* [WHAT IS ASKED]
Reproduce the entries from the line containing "of the tree" up to and including the line containing "Target: tree shadow", substituting "building shadow" for "tree shadow" and leaving everything else unchanged.

Collected data entries:
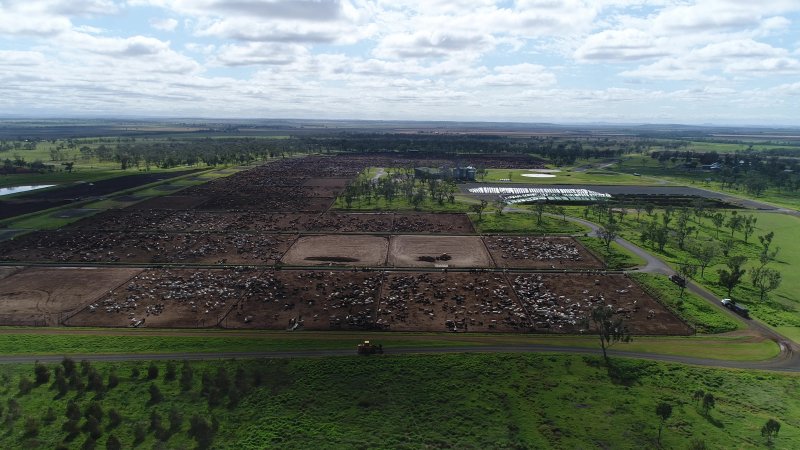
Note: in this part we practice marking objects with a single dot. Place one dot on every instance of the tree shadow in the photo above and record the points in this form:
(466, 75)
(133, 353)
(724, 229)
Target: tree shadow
* * *
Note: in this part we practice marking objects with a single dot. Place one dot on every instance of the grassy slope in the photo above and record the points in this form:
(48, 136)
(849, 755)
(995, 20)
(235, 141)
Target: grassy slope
* * *
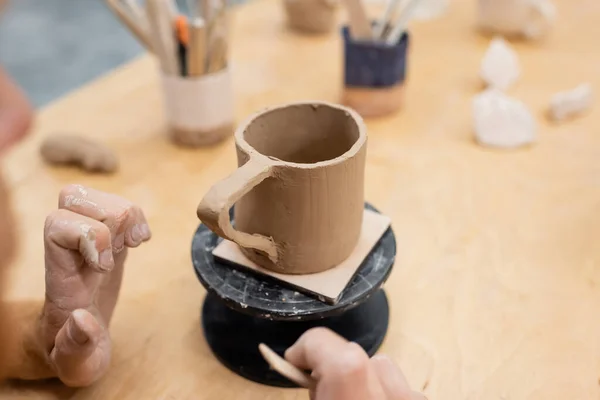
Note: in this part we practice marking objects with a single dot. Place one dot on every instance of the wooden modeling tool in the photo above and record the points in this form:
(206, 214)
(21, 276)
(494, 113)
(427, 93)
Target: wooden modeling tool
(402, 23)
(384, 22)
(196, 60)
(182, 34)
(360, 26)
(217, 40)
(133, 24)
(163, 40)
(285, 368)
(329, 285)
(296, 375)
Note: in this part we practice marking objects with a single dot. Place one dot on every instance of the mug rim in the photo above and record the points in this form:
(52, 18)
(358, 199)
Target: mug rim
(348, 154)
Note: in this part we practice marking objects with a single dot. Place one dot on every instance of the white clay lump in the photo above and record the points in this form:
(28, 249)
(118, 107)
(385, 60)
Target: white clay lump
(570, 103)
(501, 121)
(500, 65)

* [ANSWER TO THIS PROBLEM]
Note: in this part we practice marking objects with a single dot. Place one dot on every instance of the building shadow in the photo above and record the points in this form:
(466, 75)
(133, 353)
(724, 229)
Target: building shadow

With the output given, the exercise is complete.